→ **GOAL**:
Copy out the lines from the one containing "target: white window frame" to the one containing "18 252 L 18", both included, and nothing else.

— START RECORDS FOR THIS EXERCISE —

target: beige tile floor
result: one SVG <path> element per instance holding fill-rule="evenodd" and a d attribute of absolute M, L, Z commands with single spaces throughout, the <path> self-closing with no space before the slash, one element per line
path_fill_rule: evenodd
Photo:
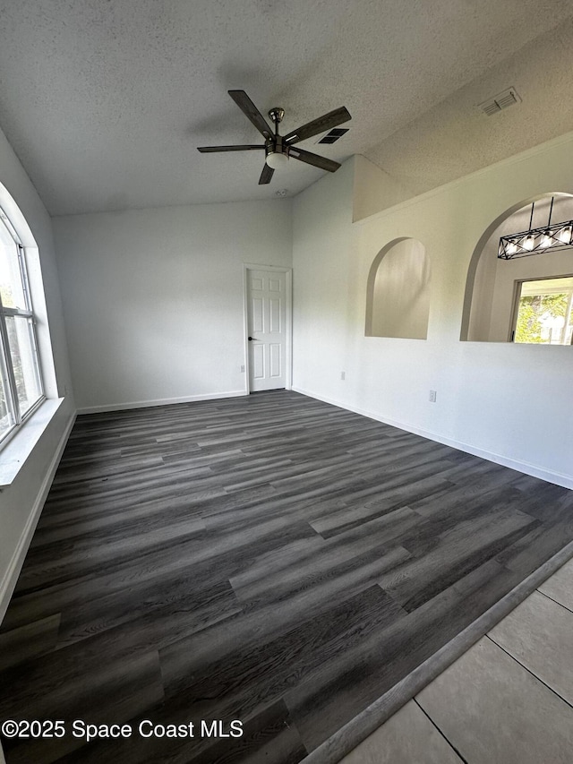
<path fill-rule="evenodd" d="M 341 764 L 386 762 L 573 762 L 573 560 Z"/>

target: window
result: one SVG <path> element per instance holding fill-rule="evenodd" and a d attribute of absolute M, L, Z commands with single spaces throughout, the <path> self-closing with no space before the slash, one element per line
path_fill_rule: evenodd
<path fill-rule="evenodd" d="M 43 399 L 25 253 L 0 210 L 0 441 Z"/>
<path fill-rule="evenodd" d="M 573 276 L 517 281 L 516 296 L 515 342 L 573 343 Z"/>

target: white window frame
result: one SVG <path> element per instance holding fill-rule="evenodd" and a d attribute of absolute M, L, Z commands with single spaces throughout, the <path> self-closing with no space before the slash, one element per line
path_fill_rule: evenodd
<path fill-rule="evenodd" d="M 18 252 L 18 264 L 20 266 L 20 276 L 21 279 L 21 287 L 24 295 L 25 308 L 9 308 L 2 305 L 2 296 L 0 295 L 0 339 L 2 339 L 2 347 L 0 347 L 0 376 L 4 384 L 4 390 L 7 396 L 6 404 L 8 410 L 12 414 L 13 424 L 4 435 L 0 435 L 0 450 L 5 446 L 10 439 L 18 432 L 21 425 L 24 424 L 34 412 L 46 400 L 46 387 L 42 375 L 42 365 L 38 347 L 38 336 L 36 331 L 37 319 L 34 314 L 31 295 L 30 291 L 30 282 L 28 280 L 28 270 L 26 266 L 26 251 L 22 245 L 21 240 L 18 236 L 16 229 L 13 226 L 10 219 L 5 214 L 4 210 L 0 208 L 0 219 L 5 226 L 12 238 L 14 240 Z M 38 369 L 38 383 L 40 395 L 32 406 L 26 410 L 24 414 L 21 411 L 20 401 L 18 399 L 18 391 L 16 387 L 16 378 L 14 375 L 13 365 L 12 363 L 12 356 L 10 353 L 10 346 L 8 343 L 8 329 L 6 327 L 6 318 L 12 316 L 21 316 L 22 318 L 31 319 L 31 336 L 33 352 L 35 355 L 35 363 Z M 3 352 L 4 351 L 4 352 Z"/>
<path fill-rule="evenodd" d="M 509 327 L 509 342 L 515 342 L 515 336 L 517 330 L 517 319 L 519 317 L 519 304 L 521 301 L 521 292 L 524 284 L 528 284 L 531 281 L 554 281 L 559 279 L 571 279 L 573 278 L 573 273 L 560 273 L 556 276 L 537 276 L 531 277 L 529 279 L 517 279 L 514 283 L 514 295 L 513 295 L 513 310 L 511 312 L 511 325 Z M 569 321 L 571 315 L 571 310 L 573 309 L 573 292 L 569 291 L 569 304 L 567 306 L 567 313 L 566 313 L 566 326 L 569 325 Z M 532 343 L 521 342 L 517 343 L 518 345 L 528 345 Z M 535 343 L 537 344 L 537 343 Z M 573 337 L 571 338 L 571 345 L 568 343 L 562 342 L 542 342 L 540 345 L 552 345 L 552 347 L 560 347 L 560 348 L 569 348 L 573 345 Z"/>

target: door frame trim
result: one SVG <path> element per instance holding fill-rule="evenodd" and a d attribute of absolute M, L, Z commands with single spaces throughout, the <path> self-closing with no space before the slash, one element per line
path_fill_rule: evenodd
<path fill-rule="evenodd" d="M 251 392 L 249 369 L 249 270 L 269 270 L 285 274 L 285 390 L 293 389 L 293 269 L 283 265 L 263 265 L 256 262 L 243 263 L 243 324 L 244 338 L 244 391 Z"/>

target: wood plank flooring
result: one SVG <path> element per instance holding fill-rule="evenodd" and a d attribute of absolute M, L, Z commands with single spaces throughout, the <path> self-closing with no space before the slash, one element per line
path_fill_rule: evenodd
<path fill-rule="evenodd" d="M 81 416 L 0 631 L 0 721 L 66 734 L 7 764 L 297 764 L 572 539 L 573 492 L 294 392 Z"/>

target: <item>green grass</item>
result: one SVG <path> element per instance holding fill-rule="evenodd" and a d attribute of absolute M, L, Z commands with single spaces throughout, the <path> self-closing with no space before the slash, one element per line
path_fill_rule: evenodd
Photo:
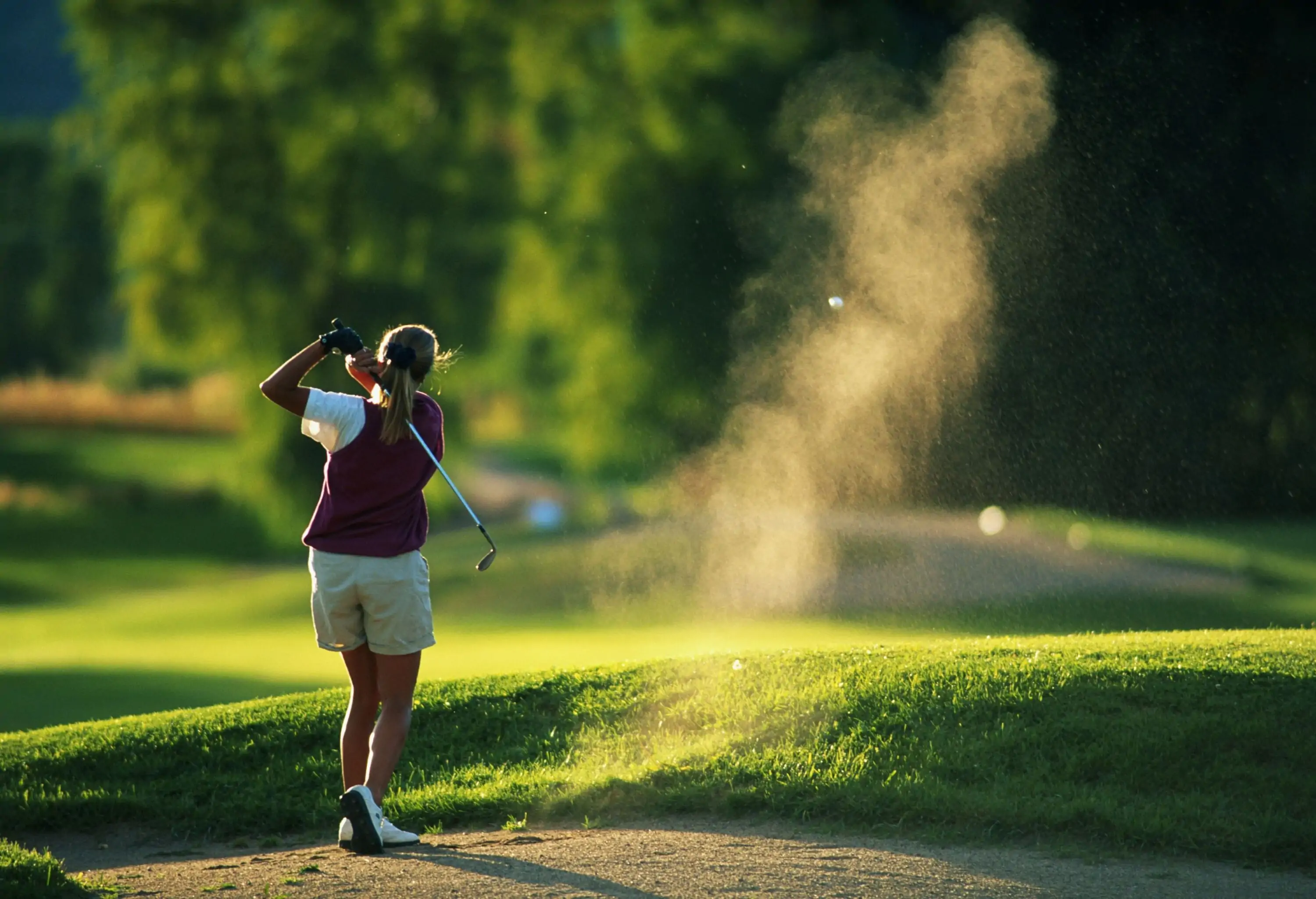
<path fill-rule="evenodd" d="M 0 895 L 5 899 L 57 899 L 103 895 L 87 888 L 79 878 L 64 874 L 64 866 L 49 850 L 24 849 L 0 840 Z"/>
<path fill-rule="evenodd" d="M 1311 866 L 1316 633 L 944 640 L 425 684 L 412 829 L 766 815 Z M 328 832 L 341 691 L 0 736 L 0 831 Z"/>

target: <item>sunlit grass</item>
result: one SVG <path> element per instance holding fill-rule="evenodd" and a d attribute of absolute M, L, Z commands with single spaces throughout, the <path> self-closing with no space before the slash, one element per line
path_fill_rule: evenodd
<path fill-rule="evenodd" d="M 330 833 L 343 702 L 3 734 L 0 828 Z M 870 644 L 432 682 L 386 807 L 413 829 L 767 815 L 1309 866 L 1313 715 L 1311 630 Z"/>

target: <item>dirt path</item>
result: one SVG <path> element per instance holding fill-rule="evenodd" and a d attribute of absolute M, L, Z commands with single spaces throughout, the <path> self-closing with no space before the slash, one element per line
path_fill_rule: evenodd
<path fill-rule="evenodd" d="M 961 604 L 1046 592 L 1221 595 L 1248 586 L 1245 577 L 1225 571 L 1074 550 L 1015 523 L 988 537 L 963 512 L 834 513 L 829 523 L 838 534 L 887 538 L 903 548 L 880 567 L 838 579 L 837 599 L 851 605 Z"/>
<path fill-rule="evenodd" d="M 425 836 L 358 857 L 336 845 L 233 854 L 122 837 L 50 840 L 68 870 L 121 896 L 875 896 L 899 899 L 1298 899 L 1316 879 L 1179 860 L 1057 858 L 1025 849 L 946 849 L 782 825 L 666 821 L 604 829 Z M 132 844 L 132 845 L 130 845 Z M 178 853 L 191 853 L 180 860 Z M 196 857 L 196 856 L 201 857 Z"/>

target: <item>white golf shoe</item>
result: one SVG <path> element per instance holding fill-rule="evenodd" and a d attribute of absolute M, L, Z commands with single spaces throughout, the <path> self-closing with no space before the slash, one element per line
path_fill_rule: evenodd
<path fill-rule="evenodd" d="M 358 784 L 338 796 L 338 809 L 351 821 L 349 848 L 361 856 L 374 856 L 384 850 L 384 812 L 375 804 L 363 784 Z"/>
<path fill-rule="evenodd" d="M 384 849 L 392 846 L 415 846 L 420 842 L 420 836 L 401 829 L 387 817 L 380 819 L 379 833 L 383 840 Z M 338 821 L 338 848 L 351 849 L 351 821 L 346 817 Z"/>

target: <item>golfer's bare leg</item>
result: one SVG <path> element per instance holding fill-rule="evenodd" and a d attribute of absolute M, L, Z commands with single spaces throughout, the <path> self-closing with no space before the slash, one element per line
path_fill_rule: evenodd
<path fill-rule="evenodd" d="M 375 670 L 375 654 L 362 644 L 357 649 L 342 653 L 351 678 L 351 699 L 347 700 L 347 713 L 342 719 L 338 734 L 338 749 L 342 754 L 342 788 L 366 782 L 366 765 L 370 758 L 370 732 L 375 727 L 379 712 L 379 675 Z"/>
<path fill-rule="evenodd" d="M 383 803 L 388 778 L 397 767 L 411 731 L 412 694 L 416 692 L 416 675 L 420 674 L 420 653 L 405 655 L 375 654 L 375 671 L 379 691 L 379 720 L 370 737 L 370 762 L 366 767 L 366 786 L 375 795 L 376 803 Z"/>

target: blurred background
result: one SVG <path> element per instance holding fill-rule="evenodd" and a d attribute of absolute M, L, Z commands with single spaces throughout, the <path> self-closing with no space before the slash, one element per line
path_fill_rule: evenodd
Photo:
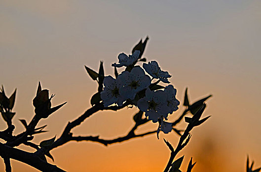
<path fill-rule="evenodd" d="M 177 98 L 186 87 L 194 102 L 209 94 L 203 117 L 212 117 L 192 132 L 182 169 L 191 157 L 193 172 L 245 172 L 247 155 L 261 165 L 261 1 L 260 0 L 3 0 L 0 1 L 0 84 L 8 96 L 17 88 L 13 119 L 17 134 L 30 121 L 38 81 L 55 94 L 53 106 L 68 103 L 39 126 L 48 132 L 34 142 L 60 136 L 69 121 L 91 107 L 97 84 L 86 65 L 105 74 L 122 52 L 129 54 L 141 38 L 149 37 L 144 56 L 157 60 L 172 76 Z M 184 107 L 173 114 L 174 121 Z M 93 115 L 75 135 L 113 139 L 134 125 L 137 109 Z M 186 127 L 182 123 L 177 126 Z M 0 130 L 6 127 L 3 120 Z M 150 122 L 139 132 L 156 129 Z M 70 142 L 51 151 L 54 163 L 68 172 L 160 172 L 179 137 L 173 132 L 134 139 L 106 147 Z M 1 142 L 2 142 L 2 141 Z M 30 151 L 34 149 L 20 146 Z M 52 162 L 50 159 L 48 162 Z M 37 172 L 15 160 L 13 172 Z M 0 160 L 0 171 L 4 166 Z"/>

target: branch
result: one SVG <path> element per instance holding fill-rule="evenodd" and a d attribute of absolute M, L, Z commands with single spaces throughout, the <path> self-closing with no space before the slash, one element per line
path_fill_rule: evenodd
<path fill-rule="evenodd" d="M 33 153 L 29 153 L 0 143 L 0 156 L 26 163 L 42 172 L 65 172 L 56 166 L 44 161 Z"/>
<path fill-rule="evenodd" d="M 10 141 L 13 139 L 12 132 L 14 129 L 14 125 L 12 125 L 9 126 L 5 130 L 0 131 L 0 139 L 2 139 L 5 141 Z"/>
<path fill-rule="evenodd" d="M 27 126 L 26 131 L 13 137 L 13 139 L 11 141 L 7 142 L 6 144 L 11 147 L 17 146 L 25 142 L 32 140 L 34 137 L 28 136 L 33 135 L 33 132 L 35 130 L 40 119 L 41 119 L 41 117 L 36 115 L 35 115 L 33 119 Z"/>
<path fill-rule="evenodd" d="M 96 104 L 87 110 L 84 114 L 82 115 L 78 118 L 72 122 L 69 122 L 65 127 L 61 137 L 63 137 L 63 136 L 64 135 L 67 135 L 73 128 L 80 125 L 80 123 L 84 121 L 86 118 L 89 117 L 92 115 L 100 110 L 103 111 L 105 110 L 110 110 L 112 111 L 117 111 L 123 109 L 130 104 L 130 103 L 129 102 L 126 102 L 122 106 L 113 106 L 109 107 L 104 107 L 103 103 Z"/>
<path fill-rule="evenodd" d="M 178 123 L 179 123 L 183 118 L 183 117 L 186 115 L 186 114 L 188 112 L 187 110 L 187 109 L 186 109 L 184 112 L 183 112 L 183 113 L 182 115 L 178 118 L 176 120 L 175 120 L 174 122 L 172 123 L 172 126 L 175 126 L 177 125 Z"/>
<path fill-rule="evenodd" d="M 137 137 L 143 137 L 146 135 L 148 135 L 150 134 L 155 133 L 157 131 L 152 131 L 145 133 L 139 134 L 139 135 L 129 135 L 128 134 L 125 136 L 119 137 L 117 139 L 114 139 L 113 140 L 104 140 L 99 138 L 98 136 L 93 137 L 93 136 L 77 136 L 77 137 L 72 137 L 70 140 L 71 141 L 75 141 L 77 142 L 79 141 L 92 141 L 94 142 L 98 142 L 101 143 L 107 146 L 108 144 L 111 144 L 116 143 L 122 142 L 124 141 L 127 141 L 129 139 L 135 138 Z"/>
<path fill-rule="evenodd" d="M 5 165 L 5 172 L 12 172 L 12 168 L 11 167 L 11 163 L 10 163 L 10 158 L 4 158 L 3 161 Z"/>

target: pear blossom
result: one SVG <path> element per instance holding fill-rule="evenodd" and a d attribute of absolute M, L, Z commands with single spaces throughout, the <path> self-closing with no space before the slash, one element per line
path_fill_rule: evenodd
<path fill-rule="evenodd" d="M 156 61 L 149 61 L 148 64 L 144 63 L 143 67 L 146 72 L 153 78 L 158 78 L 163 83 L 170 83 L 167 78 L 171 77 L 171 76 L 168 72 L 162 71 Z"/>
<path fill-rule="evenodd" d="M 180 102 L 176 98 L 177 89 L 174 88 L 173 86 L 169 85 L 166 87 L 164 91 L 167 95 L 167 105 L 170 108 L 169 113 L 172 114 L 179 109 L 178 106 L 180 104 Z"/>
<path fill-rule="evenodd" d="M 155 123 L 158 118 L 167 118 L 170 108 L 167 105 L 165 92 L 161 90 L 151 91 L 148 88 L 145 95 L 145 97 L 139 100 L 137 106 L 140 110 L 145 112 L 149 119 Z"/>
<path fill-rule="evenodd" d="M 120 83 L 111 76 L 105 77 L 103 83 L 105 87 L 101 92 L 101 98 L 103 100 L 104 106 L 107 107 L 114 103 L 122 106 L 123 102 L 127 99 L 119 94 Z"/>
<path fill-rule="evenodd" d="M 148 88 L 150 85 L 150 78 L 145 75 L 144 70 L 140 66 L 134 67 L 130 72 L 122 72 L 117 80 L 123 86 L 119 88 L 119 94 L 131 99 L 134 99 L 138 92 Z"/>
<path fill-rule="evenodd" d="M 172 123 L 164 121 L 162 118 L 158 119 L 159 125 L 157 130 L 157 137 L 158 139 L 158 134 L 160 131 L 162 131 L 165 134 L 168 134 L 172 130 Z"/>
<path fill-rule="evenodd" d="M 129 57 L 124 53 L 121 53 L 118 56 L 119 64 L 113 63 L 112 64 L 112 66 L 116 67 L 121 67 L 123 66 L 127 67 L 131 65 L 138 59 L 140 53 L 140 51 L 135 50 L 132 55 L 129 55 Z"/>

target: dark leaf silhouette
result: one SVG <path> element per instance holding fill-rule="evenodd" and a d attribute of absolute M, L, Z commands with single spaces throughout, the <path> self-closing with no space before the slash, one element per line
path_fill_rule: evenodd
<path fill-rule="evenodd" d="M 261 167 L 257 169 L 256 170 L 253 170 L 253 166 L 254 166 L 254 161 L 252 162 L 252 163 L 251 164 L 251 166 L 250 167 L 249 167 L 249 158 L 248 157 L 248 155 L 247 156 L 247 172 L 259 172 L 261 170 Z"/>
<path fill-rule="evenodd" d="M 171 165 L 172 169 L 171 170 L 173 170 L 173 172 L 175 172 L 179 169 L 183 161 L 183 159 L 184 158 L 184 155 L 178 159 L 177 160 L 175 161 Z"/>
<path fill-rule="evenodd" d="M 93 70 L 90 69 L 86 66 L 84 66 L 85 67 L 85 69 L 86 70 L 87 72 L 88 72 L 88 74 L 89 74 L 89 75 L 90 75 L 91 78 L 93 80 L 96 80 L 98 77 L 98 74 L 96 72 L 94 71 Z"/>
<path fill-rule="evenodd" d="M 189 106 L 189 102 L 188 101 L 188 98 L 187 97 L 187 87 L 186 88 L 186 90 L 185 91 L 185 95 L 184 96 L 184 103 L 183 103 L 183 105 L 185 106 Z"/>
<path fill-rule="evenodd" d="M 14 105 L 14 101 L 15 99 L 15 94 L 16 94 L 16 88 L 14 90 L 13 94 L 9 98 L 9 109 L 11 110 L 13 109 Z"/>
<path fill-rule="evenodd" d="M 192 114 L 194 115 L 203 105 L 204 102 L 212 96 L 212 95 L 210 95 L 194 103 L 191 105 L 188 106 L 188 110 L 190 111 Z"/>
<path fill-rule="evenodd" d="M 101 99 L 101 93 L 100 92 L 96 92 L 93 94 L 91 98 L 91 104 L 92 106 L 93 106 L 100 103 L 101 101 L 102 101 Z"/>
<path fill-rule="evenodd" d="M 115 78 L 117 78 L 118 77 L 118 71 L 117 71 L 116 67 L 114 67 L 114 75 L 115 75 Z"/>
<path fill-rule="evenodd" d="M 144 62 L 146 62 L 147 61 L 147 59 L 146 58 L 141 58 L 140 59 L 140 61 L 144 61 Z"/>
<path fill-rule="evenodd" d="M 51 158 L 52 159 L 52 160 L 53 160 L 53 162 L 54 162 L 54 159 L 53 158 L 53 156 L 52 156 L 52 155 L 51 155 L 51 154 L 50 153 L 50 152 L 47 152 L 47 153 L 45 153 L 45 155 L 48 156 L 49 158 Z"/>
<path fill-rule="evenodd" d="M 187 170 L 186 171 L 186 172 L 191 172 L 192 169 L 195 165 L 196 164 L 196 162 L 194 163 L 193 164 L 192 164 L 192 157 L 190 158 L 190 161 L 189 161 L 189 163 L 188 163 L 188 166 L 187 166 Z"/>
<path fill-rule="evenodd" d="M 101 61 L 100 63 L 100 68 L 99 69 L 99 74 L 98 75 L 99 86 L 98 91 L 102 92 L 103 88 L 103 80 L 104 79 L 104 70 L 103 69 L 103 62 Z"/>
<path fill-rule="evenodd" d="M 55 138 L 56 136 L 54 136 L 51 139 L 47 140 L 46 141 L 43 141 L 40 143 L 40 147 L 42 147 L 44 146 L 48 146 L 52 145 L 52 144 L 54 142 L 55 140 Z"/>
<path fill-rule="evenodd" d="M 139 58 L 140 58 L 143 53 L 144 53 L 144 50 L 145 50 L 145 47 L 146 47 L 146 44 L 147 43 L 148 40 L 149 40 L 149 36 L 147 36 L 145 39 L 144 42 L 142 42 L 142 38 L 141 39 L 141 40 L 139 43 L 135 45 L 134 48 L 132 49 L 132 53 L 133 54 L 135 50 L 139 50 L 141 52 L 140 53 L 140 56 L 139 56 Z"/>
<path fill-rule="evenodd" d="M 39 81 L 39 84 L 38 84 L 38 87 L 37 88 L 37 91 L 36 91 L 36 96 L 37 96 L 37 94 L 38 94 L 38 93 L 40 92 L 40 91 L 41 91 L 41 83 Z"/>
<path fill-rule="evenodd" d="M 139 123 L 141 121 L 143 115 L 143 112 L 142 111 L 139 111 L 138 113 L 133 116 L 133 120 L 134 121 L 135 121 L 136 123 Z"/>
<path fill-rule="evenodd" d="M 26 129 L 26 128 L 27 127 L 27 123 L 26 123 L 26 121 L 24 119 L 19 119 L 19 120 Z"/>

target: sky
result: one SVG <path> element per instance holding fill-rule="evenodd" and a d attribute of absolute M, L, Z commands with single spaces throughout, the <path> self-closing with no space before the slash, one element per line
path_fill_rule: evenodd
<path fill-rule="evenodd" d="M 140 39 L 149 41 L 144 56 L 172 75 L 170 81 L 183 102 L 186 87 L 193 102 L 210 94 L 204 116 L 177 157 L 191 157 L 193 172 L 244 172 L 247 155 L 261 165 L 261 1 L 260 0 L 0 1 L 0 84 L 8 96 L 17 88 L 13 119 L 15 134 L 24 131 L 19 119 L 34 115 L 38 82 L 55 94 L 53 106 L 68 103 L 39 126 L 48 132 L 33 141 L 60 136 L 65 125 L 91 107 L 97 84 L 84 66 L 106 75 L 118 54 L 131 53 Z M 174 121 L 185 108 L 171 115 Z M 127 133 L 137 109 L 102 112 L 73 130 L 75 135 L 113 139 Z M 0 130 L 6 128 L 0 121 Z M 185 122 L 177 126 L 184 129 Z M 156 129 L 150 122 L 142 133 Z M 51 151 L 54 164 L 68 172 L 163 171 L 178 136 L 171 132 L 105 146 L 70 142 Z M 2 143 L 2 141 L 1 141 Z M 19 148 L 33 151 L 24 146 Z M 52 161 L 48 160 L 52 163 Z M 13 172 L 37 172 L 11 161 Z M 256 167 L 256 166 L 255 166 Z M 0 160 L 0 171 L 4 168 Z"/>

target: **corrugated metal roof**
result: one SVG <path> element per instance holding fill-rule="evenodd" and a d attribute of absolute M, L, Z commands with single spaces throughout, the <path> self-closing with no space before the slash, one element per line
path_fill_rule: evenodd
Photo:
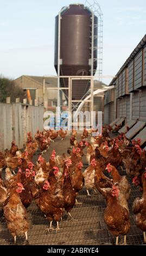
<path fill-rule="evenodd" d="M 128 139 L 131 139 L 145 125 L 145 122 L 139 121 L 130 129 L 126 133 L 126 137 Z"/>
<path fill-rule="evenodd" d="M 138 45 L 134 49 L 132 53 L 130 55 L 129 57 L 127 59 L 124 64 L 121 67 L 121 68 L 117 74 L 116 76 L 116 77 L 119 75 L 119 74 L 125 68 L 127 67 L 130 62 L 134 58 L 136 55 L 141 51 L 142 48 L 143 48 L 145 45 L 146 45 L 146 34 L 143 36 L 143 39 L 139 42 Z M 116 77 L 115 77 L 110 83 L 110 86 L 112 85 L 113 83 L 116 81 Z"/>

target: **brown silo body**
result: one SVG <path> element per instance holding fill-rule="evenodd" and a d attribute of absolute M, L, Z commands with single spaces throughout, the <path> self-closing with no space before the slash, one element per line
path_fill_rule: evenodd
<path fill-rule="evenodd" d="M 82 4 L 72 4 L 61 13 L 61 16 L 60 75 L 90 76 L 92 13 Z M 97 23 L 96 16 L 94 21 Z M 55 67 L 57 73 L 58 23 L 59 15 L 56 17 L 55 22 Z M 97 43 L 97 39 L 94 42 Z M 94 58 L 96 57 L 97 51 L 94 51 Z M 94 63 L 96 70 L 97 62 Z M 87 86 L 87 81 L 85 81 L 74 83 L 72 99 L 79 100 L 88 89 L 90 85 Z"/>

— END RECORDS FOR THIS EXERCISE —

→ **THE COMPLETED TASK**:
target: white window frame
result: one SVG <path> element per instance holding fill-rule="evenodd" and a d attribute of absolute M, L, Z commands with single spaces throughout, the <path> self-closing with no space before the slash, one element per line
path_fill_rule: evenodd
<path fill-rule="evenodd" d="M 18 252 L 18 264 L 20 266 L 20 276 L 21 279 L 21 287 L 24 295 L 25 308 L 9 308 L 2 305 L 2 296 L 0 295 L 0 339 L 2 339 L 2 347 L 0 347 L 0 376 L 4 384 L 4 390 L 7 396 L 6 404 L 8 410 L 12 414 L 13 424 L 4 435 L 0 435 L 0 450 L 5 446 L 10 439 L 18 432 L 21 425 L 24 424 L 34 412 L 46 400 L 46 387 L 42 375 L 42 365 L 38 347 L 38 336 L 36 331 L 37 319 L 34 314 L 31 295 L 30 291 L 30 282 L 28 280 L 28 270 L 26 266 L 26 251 L 22 245 L 21 240 L 18 236 L 16 229 L 13 226 L 10 219 L 5 214 L 4 210 L 0 208 L 0 219 L 5 226 L 12 238 L 14 240 Z M 38 369 L 38 383 L 40 395 L 32 406 L 26 410 L 24 414 L 21 411 L 20 401 L 18 399 L 18 391 L 16 387 L 16 378 L 14 375 L 13 365 L 12 363 L 12 356 L 10 353 L 10 346 L 8 343 L 8 329 L 6 327 L 6 318 L 12 316 L 21 316 L 22 318 L 31 319 L 31 336 L 33 352 L 35 355 L 35 363 Z M 3 352 L 4 351 L 4 352 Z"/>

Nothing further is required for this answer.